Dataset extract >>

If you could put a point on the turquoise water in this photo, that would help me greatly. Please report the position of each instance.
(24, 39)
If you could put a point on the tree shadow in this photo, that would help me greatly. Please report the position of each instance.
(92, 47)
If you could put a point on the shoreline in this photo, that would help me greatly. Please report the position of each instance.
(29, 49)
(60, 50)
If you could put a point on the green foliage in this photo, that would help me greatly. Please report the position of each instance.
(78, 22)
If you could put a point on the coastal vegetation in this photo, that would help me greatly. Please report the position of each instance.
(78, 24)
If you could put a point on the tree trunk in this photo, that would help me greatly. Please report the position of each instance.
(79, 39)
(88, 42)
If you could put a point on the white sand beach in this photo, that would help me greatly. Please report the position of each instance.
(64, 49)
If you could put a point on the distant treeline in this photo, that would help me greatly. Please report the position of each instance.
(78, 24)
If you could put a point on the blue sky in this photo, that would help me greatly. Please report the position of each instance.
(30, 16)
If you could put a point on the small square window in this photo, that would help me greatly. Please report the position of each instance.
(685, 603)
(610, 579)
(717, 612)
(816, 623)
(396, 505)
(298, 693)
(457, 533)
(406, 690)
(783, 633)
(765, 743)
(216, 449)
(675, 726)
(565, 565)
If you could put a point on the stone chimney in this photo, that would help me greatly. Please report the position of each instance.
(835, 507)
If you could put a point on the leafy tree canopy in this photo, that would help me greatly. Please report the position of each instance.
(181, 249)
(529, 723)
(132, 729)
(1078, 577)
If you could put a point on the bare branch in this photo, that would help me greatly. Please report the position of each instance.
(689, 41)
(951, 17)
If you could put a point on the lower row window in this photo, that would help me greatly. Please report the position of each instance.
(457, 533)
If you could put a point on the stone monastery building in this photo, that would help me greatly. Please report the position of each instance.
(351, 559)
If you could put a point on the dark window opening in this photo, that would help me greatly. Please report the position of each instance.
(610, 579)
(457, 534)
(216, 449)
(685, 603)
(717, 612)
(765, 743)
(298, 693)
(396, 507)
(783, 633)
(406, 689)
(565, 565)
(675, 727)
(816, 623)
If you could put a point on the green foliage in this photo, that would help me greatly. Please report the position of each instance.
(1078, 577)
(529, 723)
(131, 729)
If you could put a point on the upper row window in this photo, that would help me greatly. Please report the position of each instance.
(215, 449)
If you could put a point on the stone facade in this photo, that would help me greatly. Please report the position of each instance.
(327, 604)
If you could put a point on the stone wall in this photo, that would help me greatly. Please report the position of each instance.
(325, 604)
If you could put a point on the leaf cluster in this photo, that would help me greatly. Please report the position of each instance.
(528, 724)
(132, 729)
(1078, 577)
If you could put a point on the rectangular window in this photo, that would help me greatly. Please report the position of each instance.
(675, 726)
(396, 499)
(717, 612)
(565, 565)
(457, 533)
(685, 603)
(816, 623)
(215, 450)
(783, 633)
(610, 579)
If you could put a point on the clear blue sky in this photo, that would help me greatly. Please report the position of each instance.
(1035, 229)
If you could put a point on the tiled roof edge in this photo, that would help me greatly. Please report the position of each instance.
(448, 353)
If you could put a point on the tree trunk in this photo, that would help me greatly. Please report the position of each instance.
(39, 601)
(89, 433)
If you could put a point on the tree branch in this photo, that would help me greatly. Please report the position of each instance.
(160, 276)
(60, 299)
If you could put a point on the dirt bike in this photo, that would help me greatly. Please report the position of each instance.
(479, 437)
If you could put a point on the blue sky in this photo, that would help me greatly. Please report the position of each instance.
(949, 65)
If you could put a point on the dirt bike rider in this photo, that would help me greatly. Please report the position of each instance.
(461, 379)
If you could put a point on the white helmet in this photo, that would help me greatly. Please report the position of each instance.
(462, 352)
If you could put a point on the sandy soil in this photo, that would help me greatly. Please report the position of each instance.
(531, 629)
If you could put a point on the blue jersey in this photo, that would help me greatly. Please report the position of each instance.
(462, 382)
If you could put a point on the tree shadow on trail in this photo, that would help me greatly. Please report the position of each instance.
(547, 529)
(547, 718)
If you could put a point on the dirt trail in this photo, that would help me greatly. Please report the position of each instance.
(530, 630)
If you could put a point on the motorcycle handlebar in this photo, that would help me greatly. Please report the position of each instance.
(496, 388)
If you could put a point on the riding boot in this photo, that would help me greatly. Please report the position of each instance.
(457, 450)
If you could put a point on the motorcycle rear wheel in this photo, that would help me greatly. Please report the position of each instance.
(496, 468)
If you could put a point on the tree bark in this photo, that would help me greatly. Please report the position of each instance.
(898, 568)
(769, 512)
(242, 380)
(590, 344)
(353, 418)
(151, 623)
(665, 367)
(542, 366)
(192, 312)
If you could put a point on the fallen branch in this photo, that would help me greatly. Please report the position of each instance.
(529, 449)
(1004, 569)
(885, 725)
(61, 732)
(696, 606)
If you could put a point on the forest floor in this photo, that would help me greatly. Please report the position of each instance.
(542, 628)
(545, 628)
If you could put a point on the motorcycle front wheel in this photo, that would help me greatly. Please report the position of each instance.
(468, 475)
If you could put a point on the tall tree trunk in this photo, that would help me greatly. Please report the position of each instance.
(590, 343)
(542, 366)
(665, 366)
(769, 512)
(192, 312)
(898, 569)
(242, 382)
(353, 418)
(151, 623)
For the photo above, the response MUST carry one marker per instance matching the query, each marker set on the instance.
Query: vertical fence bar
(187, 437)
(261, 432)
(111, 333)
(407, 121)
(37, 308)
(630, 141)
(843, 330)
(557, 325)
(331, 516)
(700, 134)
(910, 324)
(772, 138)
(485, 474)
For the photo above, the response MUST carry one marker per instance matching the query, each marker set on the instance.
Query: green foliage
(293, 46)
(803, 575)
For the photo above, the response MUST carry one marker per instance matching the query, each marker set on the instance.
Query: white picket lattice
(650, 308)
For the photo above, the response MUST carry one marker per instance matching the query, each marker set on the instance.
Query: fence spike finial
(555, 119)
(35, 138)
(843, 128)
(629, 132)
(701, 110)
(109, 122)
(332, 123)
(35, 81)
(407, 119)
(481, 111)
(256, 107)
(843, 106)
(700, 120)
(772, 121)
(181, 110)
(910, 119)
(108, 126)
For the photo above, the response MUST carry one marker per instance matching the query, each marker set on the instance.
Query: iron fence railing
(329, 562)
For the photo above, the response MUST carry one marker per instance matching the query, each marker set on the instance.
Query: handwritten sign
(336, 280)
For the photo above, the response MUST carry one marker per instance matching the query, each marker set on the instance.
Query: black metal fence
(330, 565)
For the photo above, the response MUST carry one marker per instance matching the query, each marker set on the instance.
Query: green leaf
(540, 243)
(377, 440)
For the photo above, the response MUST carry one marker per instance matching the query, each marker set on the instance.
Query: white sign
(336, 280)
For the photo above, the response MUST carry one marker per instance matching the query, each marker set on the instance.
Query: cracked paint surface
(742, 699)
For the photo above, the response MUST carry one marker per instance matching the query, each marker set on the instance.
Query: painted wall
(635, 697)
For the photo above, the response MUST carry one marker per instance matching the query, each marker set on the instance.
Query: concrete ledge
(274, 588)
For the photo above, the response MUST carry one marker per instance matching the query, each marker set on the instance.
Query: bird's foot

Work to do >>
Extract the full set of entries word for word.

Solution to the problem >>
If you could put a point on the turquoise water in this photo, that would help me greatly. Please report the position of each instance.
(24, 39)
If you could put a point on the tree shadow in this photo, that would help me greatly. Please report the position of each instance.
(92, 47)
If you could put a point on the shoreline in this photo, that would help me greatly. Please report the position of each instance.
(29, 49)
(60, 50)
If you could put a point on the green foliage in this photo, that would help me greatly. Please report the position of each instance.
(78, 22)
If you could put a point on the coastal vegetation in this photo, that would help me greatly. Please report the position of each instance.
(78, 24)
If you could put a point on the tree trunk in this photo, that would help me greatly. Please report the position of each instance.
(79, 39)
(88, 42)
If you could put a point on the white sand beach in this photo, that would help me greatly. Please report the position of each instance.
(64, 49)
If you could put a point on the distant treeline in this photo, that would help me greatly. Please report the position of each instance.
(78, 24)
If you could put a point on the blue sky in this photo, that would help me greatly. Please report the position of each instance.
(30, 16)
If you could put a point on the small square window in this photo, that would help me greatly. Please report the position of each instance.
(685, 603)
(610, 579)
(717, 612)
(816, 623)
(396, 505)
(298, 693)
(457, 533)
(406, 690)
(783, 633)
(765, 743)
(216, 449)
(675, 726)
(565, 565)
If you could put a point on the stone chimney in this photo, that would help me greatly. Please report the position of each instance.
(835, 507)
If you could put a point on the leafy tree canopy in this photo, that would help me greatly. Please report the position of each instance.
(181, 249)
(529, 723)
(132, 729)
(1078, 577)
If you could put a point on the bare branch in this photo, that would help me greatly. Please report the position of each instance.
(689, 41)
(951, 17)
If you could put a point on the lower row window in this photo, that would help me greatly. Please report the position of each instance.
(457, 533)
If you could put a point on the stone monastery building in this photo, that would help me greatly. Please report the position of each instance.
(351, 559)
If you could put a point on the dark window opening in this photo, that would help me greatly. Please report the position of each instance.
(610, 579)
(457, 534)
(216, 449)
(685, 603)
(717, 612)
(765, 743)
(298, 693)
(396, 507)
(783, 633)
(406, 689)
(565, 565)
(675, 727)
(816, 623)
If you could put a point on the green foliage in this photo, that would help me greatly. Please report the position of each instance.
(1078, 577)
(529, 723)
(131, 729)
If you could put a point on the upper row window in this photo, that would help me greatly. Please report the position of each instance.
(215, 449)
If you could put a point on the stone facade in this photo, that would help me greatly. Please report the position of each instance.
(327, 604)
If you could put a point on the stone wall in this photo, that would help me greatly. Please report the position of each instance.
(325, 604)
If you could put a point on the leaf cluster in this photo, that would help me greatly. Please report the position of each instance.
(528, 724)
(132, 729)
(1078, 577)
If you could put a point on the rectangular window in this photo, that would help me greatly. Please report the position of each instance.
(675, 726)
(396, 499)
(717, 612)
(565, 565)
(457, 533)
(685, 603)
(816, 623)
(215, 450)
(783, 633)
(610, 579)
If you could put a point on the clear blue sky in this photo, that would help me greatly. Please report the position of each instance.
(1035, 229)
If you could put a point on the tiled roof edge in this photo, that would help me greatly. Please report the position of each instance.
(448, 353)
If you could put a point on the tree trunk in this photo, that would help me greatly. Please report the position of each instance.
(39, 601)
(89, 433)
If you could put a point on the tree branch in this photo, that would help me greatly. Please report the position of each instance.
(160, 276)
(60, 299)
If you could put a point on the dirt bike in this photo, that would help me greatly. Please report the position of each instance.
(479, 437)
If you could put a point on the blue sky in this photo, that would help me greatly. Please report the position of each instance.
(949, 65)
If you could put a point on the dirt bike rider in this photo, that would help me greatly. Please report the position of each instance.
(461, 379)
If you could put a point on the white helmet in this photo, that would help me greatly. Please report the position of each instance.
(462, 352)
If you could put a point on the sandy soil in this photo, that would help me greatly. Please report the position of each instance.
(531, 629)
If you could put a point on the blue jersey in this photo, that would help me greatly. Please report the position of each instance.
(462, 382)
If you could put a point on the tree shadow on trail in this photo, that would help me greatly. Please report the position of each instance.
(547, 529)
(547, 718)
If you could put a point on the dirt trail in this photo, that would help me greatly. Please report the position of each instance.
(530, 630)
If you could put a point on the motorcycle handlebar in this photo, that would help me greatly. Please report the position of each instance.
(496, 388)
If you could put a point on the riding boot in this photo, that would help me greatly. Please report the position of each instance.
(457, 450)
If you could put a point on the motorcycle rear wheel in this photo, that would help me greatly. Please report the position of each instance.
(496, 468)
If you could put a point on the tree bark in this photo, that would help me greatly. Please report the position of each instance.
(898, 568)
(769, 512)
(242, 380)
(590, 344)
(353, 418)
(151, 623)
(665, 367)
(542, 366)
(192, 312)
If you could put a point on the fallen branch in this photo, that would help me greatly. Please report the position of each instance.
(529, 449)
(1004, 569)
(885, 725)
(61, 732)
(696, 606)
If you could put a point on the forest floor in this photo, that would help me greatly. Please report the position of each instance.
(542, 628)
(545, 628)
If you could put a point on the motorcycle front wheel in this photo, that would help me greatly. Please report the position of each instance.
(468, 475)
If you could put a point on the tall tree trunk in this photo, that would help me greatly. Please report the position of each instance.
(590, 343)
(542, 366)
(665, 366)
(769, 512)
(192, 312)
(898, 569)
(242, 382)
(353, 418)
(151, 623)
For the photo above, the response MUST carry one marker per instance matching the query, each marker set on the instance.
Query: vertical fence bar
(187, 437)
(261, 432)
(111, 333)
(407, 121)
(37, 308)
(630, 141)
(843, 330)
(557, 325)
(331, 516)
(700, 134)
(910, 324)
(772, 138)
(485, 474)
For the photo above, the response MUST carry one marker per instance matching the query, each marker set on the instance.
Query: green foliage
(293, 46)
(803, 575)
For the photo above, the response MUST carry one marker per instance matching the query, each marker set on the instance.
Query: white picket lattice
(650, 308)
For the photo above, the response MUST carry one marker per instance matching the query, each marker set on the instance.
Query: fence spike finial
(555, 119)
(35, 138)
(843, 128)
(629, 132)
(701, 110)
(109, 122)
(332, 123)
(35, 81)
(407, 119)
(481, 111)
(256, 107)
(843, 106)
(700, 120)
(772, 121)
(181, 110)
(910, 119)
(108, 126)
For the photo above, the response MUST carry one marker per instance matching the query, each marker set on the instance.
Query: iron fence railing
(329, 562)
For the photo above, the response MUST carry one marker per instance matching the query, each marker set on the instance.
Query: handwritten sign
(336, 280)
For the photo above, the response MUST carry one marker per instance matching the query, each marker set on the instance.
Query: black metal fence
(330, 565)
For the photo above, the response MUST carry one marker per instance matching the query, each marker set on the instance.
Query: green leaf
(540, 243)
(377, 440)
For the photo above, the response MUST carry one marker per instance matching the query, each marker set on the instance.
Query: white sign
(336, 280)
For the photo above, the response MUST carry one marker per instance matching the query, each marker set on the instance.
Query: cracked paint surface
(742, 699)
For the photo above, the response MUST carry one marker per instance matching the query, each marker set on the instance.
Query: painted wall
(635, 697)
For the photo above, the response MUST carry one marker per instance matching the query, each marker set on the instance.
Query: concrete ledge
(274, 588)
For the photo above, the response MUST carry one marker per instance matching the query, each marker set on the instance.
Query: bird's foot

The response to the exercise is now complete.